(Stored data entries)
=== Section Start ===

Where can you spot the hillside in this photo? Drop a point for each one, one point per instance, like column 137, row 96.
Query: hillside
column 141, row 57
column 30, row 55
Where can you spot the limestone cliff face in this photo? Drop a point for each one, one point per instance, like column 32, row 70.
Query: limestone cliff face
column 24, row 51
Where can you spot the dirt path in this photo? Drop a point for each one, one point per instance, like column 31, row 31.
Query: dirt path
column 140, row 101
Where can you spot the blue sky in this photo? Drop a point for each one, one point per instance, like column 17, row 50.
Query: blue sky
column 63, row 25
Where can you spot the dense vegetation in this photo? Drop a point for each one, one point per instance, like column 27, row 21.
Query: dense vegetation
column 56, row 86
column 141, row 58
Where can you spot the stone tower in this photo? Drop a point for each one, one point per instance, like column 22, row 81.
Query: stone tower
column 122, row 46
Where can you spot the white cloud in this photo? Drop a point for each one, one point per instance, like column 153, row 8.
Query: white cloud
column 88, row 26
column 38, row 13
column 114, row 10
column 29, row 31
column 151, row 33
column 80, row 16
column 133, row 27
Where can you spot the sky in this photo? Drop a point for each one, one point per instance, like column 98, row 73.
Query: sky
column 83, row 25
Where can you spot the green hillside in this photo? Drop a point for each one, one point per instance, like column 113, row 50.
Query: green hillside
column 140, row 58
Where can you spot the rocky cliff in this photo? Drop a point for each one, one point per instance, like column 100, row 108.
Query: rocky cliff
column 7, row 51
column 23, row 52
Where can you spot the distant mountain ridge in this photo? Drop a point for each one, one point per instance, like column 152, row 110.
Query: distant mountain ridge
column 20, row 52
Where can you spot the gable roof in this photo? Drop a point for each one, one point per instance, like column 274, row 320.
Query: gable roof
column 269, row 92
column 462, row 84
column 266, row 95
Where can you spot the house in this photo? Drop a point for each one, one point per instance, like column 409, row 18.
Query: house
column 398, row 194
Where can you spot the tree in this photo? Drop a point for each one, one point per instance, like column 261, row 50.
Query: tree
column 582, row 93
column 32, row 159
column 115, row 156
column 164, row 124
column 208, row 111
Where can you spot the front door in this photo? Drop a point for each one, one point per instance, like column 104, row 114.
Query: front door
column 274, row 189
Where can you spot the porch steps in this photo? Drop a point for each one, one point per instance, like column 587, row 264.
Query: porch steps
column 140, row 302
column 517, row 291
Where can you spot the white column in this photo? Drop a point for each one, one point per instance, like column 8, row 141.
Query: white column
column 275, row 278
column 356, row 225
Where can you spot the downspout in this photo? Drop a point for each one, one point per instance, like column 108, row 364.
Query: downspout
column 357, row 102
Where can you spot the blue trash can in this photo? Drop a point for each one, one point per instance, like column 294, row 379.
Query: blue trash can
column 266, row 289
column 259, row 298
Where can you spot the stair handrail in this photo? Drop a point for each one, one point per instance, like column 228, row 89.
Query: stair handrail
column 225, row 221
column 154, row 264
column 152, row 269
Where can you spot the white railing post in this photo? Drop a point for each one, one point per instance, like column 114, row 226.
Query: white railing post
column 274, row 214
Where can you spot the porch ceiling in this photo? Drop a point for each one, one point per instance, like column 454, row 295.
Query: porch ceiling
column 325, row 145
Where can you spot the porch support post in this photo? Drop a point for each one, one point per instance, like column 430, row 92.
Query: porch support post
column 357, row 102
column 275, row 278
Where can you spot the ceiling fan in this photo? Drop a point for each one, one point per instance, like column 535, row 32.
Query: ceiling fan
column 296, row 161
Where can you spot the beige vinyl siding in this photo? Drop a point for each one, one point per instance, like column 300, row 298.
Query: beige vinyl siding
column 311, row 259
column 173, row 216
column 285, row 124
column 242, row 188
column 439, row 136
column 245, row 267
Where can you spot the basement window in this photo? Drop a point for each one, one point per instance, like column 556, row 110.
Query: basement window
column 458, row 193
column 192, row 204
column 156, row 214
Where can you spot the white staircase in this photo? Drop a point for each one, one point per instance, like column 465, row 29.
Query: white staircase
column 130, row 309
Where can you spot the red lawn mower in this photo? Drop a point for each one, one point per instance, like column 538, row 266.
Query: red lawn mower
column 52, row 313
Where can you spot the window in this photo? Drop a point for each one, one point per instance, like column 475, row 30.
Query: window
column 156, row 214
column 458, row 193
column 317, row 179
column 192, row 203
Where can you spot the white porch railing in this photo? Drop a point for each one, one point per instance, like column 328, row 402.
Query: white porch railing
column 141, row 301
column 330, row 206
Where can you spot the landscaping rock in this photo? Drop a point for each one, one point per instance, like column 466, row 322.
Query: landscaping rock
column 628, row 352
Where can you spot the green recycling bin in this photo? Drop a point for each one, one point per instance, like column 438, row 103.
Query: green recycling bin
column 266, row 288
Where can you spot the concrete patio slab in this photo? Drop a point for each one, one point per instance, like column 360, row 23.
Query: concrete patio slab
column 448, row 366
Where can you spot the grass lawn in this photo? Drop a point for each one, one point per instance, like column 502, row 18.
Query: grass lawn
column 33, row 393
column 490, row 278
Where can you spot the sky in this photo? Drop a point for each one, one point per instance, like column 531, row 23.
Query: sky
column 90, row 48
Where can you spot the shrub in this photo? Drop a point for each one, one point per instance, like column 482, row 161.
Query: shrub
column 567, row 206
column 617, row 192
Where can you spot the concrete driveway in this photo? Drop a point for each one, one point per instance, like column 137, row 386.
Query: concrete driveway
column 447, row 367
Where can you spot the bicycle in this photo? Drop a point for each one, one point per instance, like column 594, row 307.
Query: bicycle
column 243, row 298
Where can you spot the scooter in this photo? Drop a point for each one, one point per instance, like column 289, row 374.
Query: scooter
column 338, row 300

=== Section End ===

> TASK DESCRIPTION:
Nothing in the records may be left out; reproduce them exactly.

> EXERCISE OUTPUT:
Where can you spot the hillside in this photo? Drop a point for each one, one point per instance, like column 137, row 96.
Query: hillside
column 141, row 57
column 30, row 55
Where can you spot the limestone cliff face in this photo? Drop a point for each one, one point per instance, like column 32, row 70.
Query: limestone cliff face
column 24, row 51
Where can you spot the dirt path in this photo? Drop a point for each one, one point per instance, like column 31, row 31.
Query: dirt path
column 140, row 101
Where can you spot the blue sky in this photo? Drop a point for each one, one point per instance, like column 17, row 50.
Query: blue sky
column 63, row 25
Where can you spot the dense vegetation in this photo? Drop a point for each one, one point per instance, like column 27, row 21.
Query: dense vegetation
column 56, row 86
column 141, row 58
Where can you spot the stone tower in this photo? Drop a point for each one, one point per instance, like column 22, row 81.
Query: stone tower
column 122, row 46
Where can you spot the white cloud in this photo? Drop a point for each one, one point per instance, like column 153, row 8.
Query: white cloud
column 88, row 26
column 38, row 13
column 114, row 10
column 29, row 31
column 151, row 33
column 80, row 16
column 133, row 27
Where can you spot the sky in this photo? Drop a point for each one, one point per instance, like column 98, row 73.
Query: sky
column 83, row 25
Where can you spot the green hillside in this photo? Drop a point for each one, one point per instance, like column 113, row 50.
Query: green hillside
column 140, row 58
Where can you spot the rocky cliff in this photo? Drop a point for each one, one point per instance, like column 100, row 108.
Query: rocky cliff
column 7, row 51
column 23, row 52
Where can you spot the distant mountain ridge in this photo? Drop a point for each one, one point per instance, like column 152, row 110.
Query: distant mountain ridge
column 20, row 52
Where can you spot the gable roof in this photo? Drop a point for each one, one point per instance, like column 274, row 320.
Query: gable roof
column 269, row 92
column 462, row 84
column 266, row 95
Where can you spot the house in this photo? Drop a point for each one, one point per instance, like column 409, row 18.
Query: house
column 398, row 194
Where can you spot the tree in this photo? Drop a point for each one, one point per instance, like column 261, row 50.
Query: tree
column 582, row 93
column 32, row 159
column 115, row 156
column 164, row 124
column 208, row 111
Where can you spot the front door in this photo? Drop a point for each one, one point per instance, like column 104, row 114.
Query: front door
column 274, row 189
Where can you spot the porch steps in this photo? Drop a point for each one, one point per instance, like column 587, row 264.
Query: porch steps
column 140, row 302
column 517, row 291
Where can you spot the white column in this photo? Drop a point for each one, one point per instance, like column 8, row 141.
Query: white column
column 275, row 278
column 356, row 225
Where can you spot the downspout in this photo? Drop a point for each one, one point per instance, like column 108, row 364.
Query: downspout
column 357, row 102
Where can you spot the blue trash can in this photo? Drop a point for each one, one point per instance, like column 294, row 379.
Query: blue trash can
column 266, row 289
column 259, row 298
Where can you spot the stair handrail in this photo? Drop a point for each one, one point per instance, like column 228, row 89.
Query: stair handrail
column 225, row 221
column 154, row 264
column 152, row 269
Where can you spot the white railing post in this photo? Drop a point for each one, one point per instance, like column 114, row 226.
Query: white railing post
column 274, row 214
Where can you spot the porch ceiling in this photo? Drop a point for each one, one point per instance, like column 454, row 295.
Query: porch ceiling
column 325, row 145
Where can you spot the porch support post in this photo? Drop a point for each one, one point per instance, like column 430, row 92.
Query: porch support post
column 357, row 102
column 275, row 278
Where can you spot the ceiling fan in this photo? Drop a point for each one, one point per instance, like column 535, row 32.
Query: ceiling fan
column 296, row 161
Where can you spot the beige vinyl siding in this photo? Drop a point for each one, one point per instance, like column 300, row 298.
Query: beige vinyl siding
column 311, row 259
column 173, row 216
column 285, row 124
column 242, row 188
column 439, row 136
column 245, row 267
Where can you spot the basement window in this photo? Drop a point for each one, one point per instance, like column 556, row 110.
Query: basement window
column 458, row 193
column 192, row 204
column 156, row 214
Where can you spot the white staircase in this photo? Drop a point for each one, one point per instance, like column 465, row 29.
Query: white staircase
column 130, row 309
Where can you spot the red lawn mower in this photo? Drop a point for each one, one point per instance, like column 538, row 266.
Query: red lawn mower
column 52, row 313
Where can you spot the window in this photo? Drop a point for each one, one point per instance, like column 475, row 30.
Query: window
column 156, row 214
column 458, row 193
column 317, row 179
column 192, row 203
Where can you spot the white porch railing in this photo? Drop a point for each one, one point per instance, like column 328, row 402.
Query: white porch railing
column 141, row 301
column 330, row 206
Where can you spot the landscaping rock in this photo? Drop a point for each one, one point per instance, like column 466, row 322.
Query: landscaping rock
column 628, row 352
Where can you spot the green recycling bin in this photo? Drop a point for each one, one point per instance, like column 438, row 103.
Query: green recycling bin
column 266, row 288
Where can you spot the concrete patio slab in this photo? Drop a point for each one, one point per instance, like column 360, row 23.
Query: concrete patio slab
column 448, row 366
Where can you spot the grass lawn in this photo? Drop a point for each one, one point per instance, like column 502, row 18.
Query: grass lawn
column 33, row 393
column 490, row 278
Where can you spot the sky in this photo? Drop a point for each one, one point per instance, like column 531, row 23.
Query: sky
column 90, row 48
Where can you spot the shrub in this photo? Drop a point for each one, one point per instance, like column 482, row 161.
Query: shrub
column 567, row 206
column 617, row 192
Where can you spot the concrete driveway in this photo? Drop a point for each one, one point per instance, like column 137, row 386.
Query: concrete driveway
column 447, row 367
Where can you spot the bicycle in this photo? Drop a point for each one, one point per instance, like column 594, row 307.
Query: bicycle
column 243, row 298
Where can you spot the scooter in this photo? Drop a point for each one, one point per instance, like column 289, row 374.
Query: scooter
column 338, row 300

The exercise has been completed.